Records for this exercise:
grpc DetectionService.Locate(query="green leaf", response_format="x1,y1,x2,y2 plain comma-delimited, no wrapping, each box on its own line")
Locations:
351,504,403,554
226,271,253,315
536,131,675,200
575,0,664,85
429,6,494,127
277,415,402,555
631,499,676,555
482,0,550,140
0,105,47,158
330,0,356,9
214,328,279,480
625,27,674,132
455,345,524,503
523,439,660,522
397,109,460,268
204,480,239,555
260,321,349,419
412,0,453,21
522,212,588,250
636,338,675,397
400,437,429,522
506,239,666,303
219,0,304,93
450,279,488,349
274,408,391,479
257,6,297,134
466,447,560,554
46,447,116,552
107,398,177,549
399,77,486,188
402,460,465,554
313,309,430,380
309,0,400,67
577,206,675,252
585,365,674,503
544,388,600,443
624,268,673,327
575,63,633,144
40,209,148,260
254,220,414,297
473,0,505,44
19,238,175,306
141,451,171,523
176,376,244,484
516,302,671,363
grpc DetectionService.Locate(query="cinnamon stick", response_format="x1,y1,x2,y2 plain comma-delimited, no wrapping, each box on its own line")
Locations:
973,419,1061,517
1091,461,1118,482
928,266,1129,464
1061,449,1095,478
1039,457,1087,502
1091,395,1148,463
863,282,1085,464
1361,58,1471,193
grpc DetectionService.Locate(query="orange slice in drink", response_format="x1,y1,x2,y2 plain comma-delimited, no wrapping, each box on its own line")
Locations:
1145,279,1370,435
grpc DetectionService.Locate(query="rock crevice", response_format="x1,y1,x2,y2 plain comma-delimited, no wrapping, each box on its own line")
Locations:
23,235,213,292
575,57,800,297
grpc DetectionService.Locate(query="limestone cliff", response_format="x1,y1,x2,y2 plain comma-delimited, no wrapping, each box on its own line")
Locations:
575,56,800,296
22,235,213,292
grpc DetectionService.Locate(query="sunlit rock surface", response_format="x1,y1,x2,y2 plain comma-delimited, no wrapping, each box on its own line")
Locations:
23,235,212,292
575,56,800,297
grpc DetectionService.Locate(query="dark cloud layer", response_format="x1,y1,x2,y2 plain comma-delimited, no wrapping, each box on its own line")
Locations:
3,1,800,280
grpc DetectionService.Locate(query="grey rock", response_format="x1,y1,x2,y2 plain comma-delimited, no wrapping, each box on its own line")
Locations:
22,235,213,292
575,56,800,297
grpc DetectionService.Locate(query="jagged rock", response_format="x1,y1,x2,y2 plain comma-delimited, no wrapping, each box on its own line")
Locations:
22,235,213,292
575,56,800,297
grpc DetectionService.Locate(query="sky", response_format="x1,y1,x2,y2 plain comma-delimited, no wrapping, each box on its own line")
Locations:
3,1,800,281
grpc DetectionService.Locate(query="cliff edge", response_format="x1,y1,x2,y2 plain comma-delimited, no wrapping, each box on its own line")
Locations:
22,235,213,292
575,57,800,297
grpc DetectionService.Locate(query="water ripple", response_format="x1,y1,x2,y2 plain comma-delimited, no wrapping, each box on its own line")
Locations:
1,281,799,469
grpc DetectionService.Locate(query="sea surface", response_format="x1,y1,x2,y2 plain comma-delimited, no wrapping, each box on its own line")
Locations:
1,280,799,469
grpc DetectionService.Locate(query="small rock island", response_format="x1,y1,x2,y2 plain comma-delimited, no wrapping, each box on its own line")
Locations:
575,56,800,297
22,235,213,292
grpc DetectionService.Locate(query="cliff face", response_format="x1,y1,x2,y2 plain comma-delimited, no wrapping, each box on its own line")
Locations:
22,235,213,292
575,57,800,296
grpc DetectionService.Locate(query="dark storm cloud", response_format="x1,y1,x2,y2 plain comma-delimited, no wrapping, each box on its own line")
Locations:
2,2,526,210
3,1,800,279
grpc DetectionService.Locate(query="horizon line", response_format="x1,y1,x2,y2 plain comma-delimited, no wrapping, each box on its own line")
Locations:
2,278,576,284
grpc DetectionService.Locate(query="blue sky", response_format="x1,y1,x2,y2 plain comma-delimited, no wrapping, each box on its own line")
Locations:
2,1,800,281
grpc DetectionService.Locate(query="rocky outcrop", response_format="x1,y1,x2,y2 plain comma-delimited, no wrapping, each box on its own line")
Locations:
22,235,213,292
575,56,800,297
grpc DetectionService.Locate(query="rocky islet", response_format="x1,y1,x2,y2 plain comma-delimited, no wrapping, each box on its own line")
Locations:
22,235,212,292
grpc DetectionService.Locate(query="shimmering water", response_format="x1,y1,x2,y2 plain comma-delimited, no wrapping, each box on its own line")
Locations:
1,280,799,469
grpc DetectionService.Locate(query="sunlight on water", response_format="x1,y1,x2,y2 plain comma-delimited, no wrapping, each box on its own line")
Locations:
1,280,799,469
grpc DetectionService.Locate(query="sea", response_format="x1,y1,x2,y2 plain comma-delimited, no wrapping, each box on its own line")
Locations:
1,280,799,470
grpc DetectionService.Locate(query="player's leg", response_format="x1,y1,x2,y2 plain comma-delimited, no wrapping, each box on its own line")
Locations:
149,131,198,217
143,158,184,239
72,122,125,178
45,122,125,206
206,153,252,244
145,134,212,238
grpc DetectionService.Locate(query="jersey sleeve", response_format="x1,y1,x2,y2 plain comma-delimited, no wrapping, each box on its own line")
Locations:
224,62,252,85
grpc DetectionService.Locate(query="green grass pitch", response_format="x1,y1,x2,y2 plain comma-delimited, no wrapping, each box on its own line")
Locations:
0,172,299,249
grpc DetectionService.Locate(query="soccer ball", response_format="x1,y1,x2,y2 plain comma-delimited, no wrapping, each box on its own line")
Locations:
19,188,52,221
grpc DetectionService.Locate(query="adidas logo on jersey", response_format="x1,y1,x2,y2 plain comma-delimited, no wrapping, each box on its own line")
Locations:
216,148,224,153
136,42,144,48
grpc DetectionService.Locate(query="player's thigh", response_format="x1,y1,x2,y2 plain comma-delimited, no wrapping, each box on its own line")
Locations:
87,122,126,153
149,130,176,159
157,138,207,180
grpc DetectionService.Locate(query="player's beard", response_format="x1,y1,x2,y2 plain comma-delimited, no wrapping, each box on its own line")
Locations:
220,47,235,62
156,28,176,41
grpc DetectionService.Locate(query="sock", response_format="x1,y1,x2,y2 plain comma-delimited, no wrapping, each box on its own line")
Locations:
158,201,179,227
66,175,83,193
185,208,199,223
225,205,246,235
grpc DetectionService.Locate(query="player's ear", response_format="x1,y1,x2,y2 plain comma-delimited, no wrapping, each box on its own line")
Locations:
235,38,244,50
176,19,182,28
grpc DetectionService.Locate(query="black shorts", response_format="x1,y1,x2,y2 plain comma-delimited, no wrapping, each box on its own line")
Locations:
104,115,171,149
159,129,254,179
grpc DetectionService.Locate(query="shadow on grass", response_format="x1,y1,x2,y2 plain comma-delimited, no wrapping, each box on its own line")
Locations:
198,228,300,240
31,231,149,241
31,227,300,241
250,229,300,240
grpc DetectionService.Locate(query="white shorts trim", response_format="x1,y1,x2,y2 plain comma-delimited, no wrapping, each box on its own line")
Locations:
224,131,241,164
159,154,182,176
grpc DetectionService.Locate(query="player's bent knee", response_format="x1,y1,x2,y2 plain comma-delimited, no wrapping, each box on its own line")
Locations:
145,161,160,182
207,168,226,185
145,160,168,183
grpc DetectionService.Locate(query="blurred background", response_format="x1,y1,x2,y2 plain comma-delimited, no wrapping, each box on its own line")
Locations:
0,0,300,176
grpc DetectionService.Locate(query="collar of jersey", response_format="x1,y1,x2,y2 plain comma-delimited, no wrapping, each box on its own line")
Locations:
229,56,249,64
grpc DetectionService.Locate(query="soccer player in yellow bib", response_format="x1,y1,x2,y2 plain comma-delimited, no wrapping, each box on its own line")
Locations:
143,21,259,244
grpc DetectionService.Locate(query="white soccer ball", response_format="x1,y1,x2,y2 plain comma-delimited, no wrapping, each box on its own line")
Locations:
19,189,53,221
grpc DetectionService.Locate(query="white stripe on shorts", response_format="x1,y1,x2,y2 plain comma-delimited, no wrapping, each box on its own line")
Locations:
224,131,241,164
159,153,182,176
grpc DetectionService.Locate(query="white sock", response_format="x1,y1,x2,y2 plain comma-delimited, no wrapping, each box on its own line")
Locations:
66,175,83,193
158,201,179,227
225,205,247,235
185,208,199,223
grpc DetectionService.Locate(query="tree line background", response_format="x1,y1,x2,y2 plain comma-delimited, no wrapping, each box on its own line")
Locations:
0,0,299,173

Assignment: Check each line above for the string "ball" and copy the ones that have it.

Solution for this exercise:
grpc DetectionService.Locate(query="soccer ball", response_format="x1,y1,x2,y2 plain comma-delimited, no wrapping, each box on its own line")
grpc DetectionService.Locate(query="white soccer ball", response_format="x1,y1,x2,y2 plain comma-delimited, no wrapping, each box on its own line")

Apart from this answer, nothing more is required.